### Work to be completed
Please output all of the rows below as a numbered list, omitting any blank lines.

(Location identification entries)
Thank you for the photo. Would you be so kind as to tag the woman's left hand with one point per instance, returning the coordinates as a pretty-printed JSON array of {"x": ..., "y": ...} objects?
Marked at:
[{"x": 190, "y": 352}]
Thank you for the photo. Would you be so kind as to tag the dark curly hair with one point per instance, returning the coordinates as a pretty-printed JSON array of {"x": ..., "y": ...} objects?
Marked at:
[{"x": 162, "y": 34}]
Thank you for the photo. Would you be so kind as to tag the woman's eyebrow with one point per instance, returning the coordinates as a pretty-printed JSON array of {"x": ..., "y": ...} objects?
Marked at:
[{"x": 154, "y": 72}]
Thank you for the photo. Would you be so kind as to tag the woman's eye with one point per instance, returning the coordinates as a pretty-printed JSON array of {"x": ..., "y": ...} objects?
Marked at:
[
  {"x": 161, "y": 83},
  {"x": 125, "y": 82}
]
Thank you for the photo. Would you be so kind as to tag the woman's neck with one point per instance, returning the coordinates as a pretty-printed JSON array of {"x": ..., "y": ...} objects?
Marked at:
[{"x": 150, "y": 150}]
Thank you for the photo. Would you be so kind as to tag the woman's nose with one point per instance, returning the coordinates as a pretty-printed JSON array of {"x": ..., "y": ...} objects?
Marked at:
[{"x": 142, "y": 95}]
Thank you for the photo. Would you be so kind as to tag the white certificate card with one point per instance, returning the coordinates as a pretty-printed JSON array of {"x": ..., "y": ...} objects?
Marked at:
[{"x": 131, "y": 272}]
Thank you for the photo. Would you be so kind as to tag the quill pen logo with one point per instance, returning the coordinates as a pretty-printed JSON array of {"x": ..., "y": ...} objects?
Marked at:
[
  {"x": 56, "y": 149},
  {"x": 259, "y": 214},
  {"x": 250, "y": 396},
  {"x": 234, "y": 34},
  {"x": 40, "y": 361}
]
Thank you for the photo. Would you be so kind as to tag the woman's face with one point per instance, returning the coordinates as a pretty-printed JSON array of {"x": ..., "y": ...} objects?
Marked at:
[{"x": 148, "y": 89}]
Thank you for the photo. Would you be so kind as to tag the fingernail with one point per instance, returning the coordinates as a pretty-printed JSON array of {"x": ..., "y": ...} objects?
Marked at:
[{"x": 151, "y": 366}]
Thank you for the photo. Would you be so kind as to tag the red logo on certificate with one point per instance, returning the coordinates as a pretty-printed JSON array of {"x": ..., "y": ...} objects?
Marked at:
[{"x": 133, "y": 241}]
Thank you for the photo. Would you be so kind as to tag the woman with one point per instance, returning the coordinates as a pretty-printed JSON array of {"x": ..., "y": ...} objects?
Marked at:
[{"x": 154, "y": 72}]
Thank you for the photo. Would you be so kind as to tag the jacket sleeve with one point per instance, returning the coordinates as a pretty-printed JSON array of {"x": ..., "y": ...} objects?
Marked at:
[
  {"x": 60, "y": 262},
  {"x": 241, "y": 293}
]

### Correct answer
1. Thank you for the photo. Would you be so kind as to tag the woman's left hand with one point per instance, returning the coordinates as a pretty-printed JSON array of {"x": ..., "y": ...} objects?
2. Marked at:
3. [{"x": 190, "y": 352}]
4. Thank you for the photo. Would you be so kind as to tag the dark curly hair with one point per instance, returning the coordinates as a pretty-printed JSON array of {"x": ..., "y": ...} objects?
5. Marked at:
6. [{"x": 162, "y": 34}]
7. Thank you for the photo. Would you be so kind as to tag the woman's eyebrow with one point per instance, returning the coordinates as a pretty-printed JSON array of {"x": ..., "y": ...} objects?
8. Marked at:
9. [{"x": 154, "y": 72}]
10. Thank you for the photo. Would you be so kind as to tag the woman's eye with one point per instance, returning the coordinates as a pretty-printed JSON array of {"x": ..., "y": ...} objects?
11. Marked at:
12. [
13.   {"x": 161, "y": 83},
14.   {"x": 125, "y": 82}
15. ]
16. Thank you for the photo. Would you be so kind as to tag the woman's neck with one point per instance, returning the coordinates as a pretty-printed JSON array of {"x": ..., "y": ...} objects?
17. Marked at:
18. [{"x": 150, "y": 150}]
19. Thank you for the photo. Would you be so kind as to tag the woman's nose with one point per instance, returning the coordinates as a pretty-printed JSON array of {"x": ..., "y": ...} objects?
20. Marked at:
21. [{"x": 142, "y": 95}]
22. Thank you for the photo. Would you be so kind as to tag the white certificate card with one point per instance, returning the coordinates as a pretty-printed JSON array of {"x": ..., "y": ...} objects?
23. Marked at:
24. [{"x": 131, "y": 272}]
25. Thank you for the photo. Would you be so kind as to tag the quill pen logo with one point per instance, returning the coordinates as a pretty-printed JSON array of {"x": ..., "y": ...} objects?
26. Marked at:
27. [
28.   {"x": 56, "y": 149},
29.   {"x": 259, "y": 214},
30.   {"x": 250, "y": 396},
31.   {"x": 234, "y": 34},
32.   {"x": 40, "y": 361}
33. ]
34. Thank you for the photo. Would you be so kind as to tag the woman's face with one point per instance, returning the coordinates as a pretty-printed JSON array of {"x": ..., "y": ...} objects?
35. Marked at:
36. [{"x": 148, "y": 89}]
37. Thank you for the photo. Would you be so kind as to tag the fingernail with one point per instance, returning the coordinates as a pretty-printed JSON array of {"x": ..., "y": ...} objects?
38. Marked at:
39. [{"x": 151, "y": 366}]
40. Thank you for the photo. Would you be so kind as to tag the red logo on certificate with one point per instance, returning the coordinates as a pretty-printed JSON array of {"x": ..., "y": ...} objects?
41. Marked at:
42. [{"x": 133, "y": 241}]
43. Thank you for the photo. Would you be so kind as to tag the woman with one point per instance, returning the coordinates as a pretty-printed JSON array of {"x": ..., "y": ...} objects?
44. Marked at:
45. [{"x": 154, "y": 72}]
46. Thank you for the photo. Would you be so kind as to tag the jacket sleeve with one point per instance, returning the coordinates as a pretty-printed JSON array of {"x": ..., "y": ...} objects?
47. Marked at:
48. [
49.   {"x": 60, "y": 262},
50.   {"x": 241, "y": 293}
51. ]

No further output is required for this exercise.